* Gekozen tekst *

● ● ● ●

4.2.      De kamer ziet zich allereerst voor de vraag gesteld wie er in deze zaak zijn aan te merken als klagers. Mevrouw [naam klaagster] en de heer [naam klager] hebben mede namens “de erfgenamen van mevrouw [naam erflaatster]” de klacht ingediend. Naar aanleiding daarvan heeft de ambtelijk secretaris van de kamer op 10 januari 2018 bij klagers verzocht om machtigingen waaruit bleek dat zij gemachtigd waren de klacht mede namens alle erfgenamen in te stellen. Op het verzoek van 10 januari 2018 zijn door de kamer geen machtigingen ontvangen maar hebben klagers meerdere achterbladen van de klacht met meerdere handtekeningen ingediend. Naar het oordeel van de kamer is het enkel ondertekenen van de laatste pagina van de klacht niet aan te merken als een toereikende machtiging aan klagers om de klacht mede namens overige erfgenamen in te dienen en hen in deze tuchtzaak te vertegenwoordigen. Dit brengt met zich dat de kamer de overige erfgenamen niet als klagers in de onderhavige zaak zal aanmerken.

● ● ● ●

* Uittreksel gegevens *
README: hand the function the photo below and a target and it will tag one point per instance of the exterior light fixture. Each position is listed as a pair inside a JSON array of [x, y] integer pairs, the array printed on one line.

● ● ● ●

* Opdracht *
Wat hebben de klagers volgens de gekozen tekst na het verzoek van 10 januari 2018 ingestuurd in plaats van machtigingen?

* Oplossing *
Meerdere achterbladen van de klacht met meerdere handtekeningen.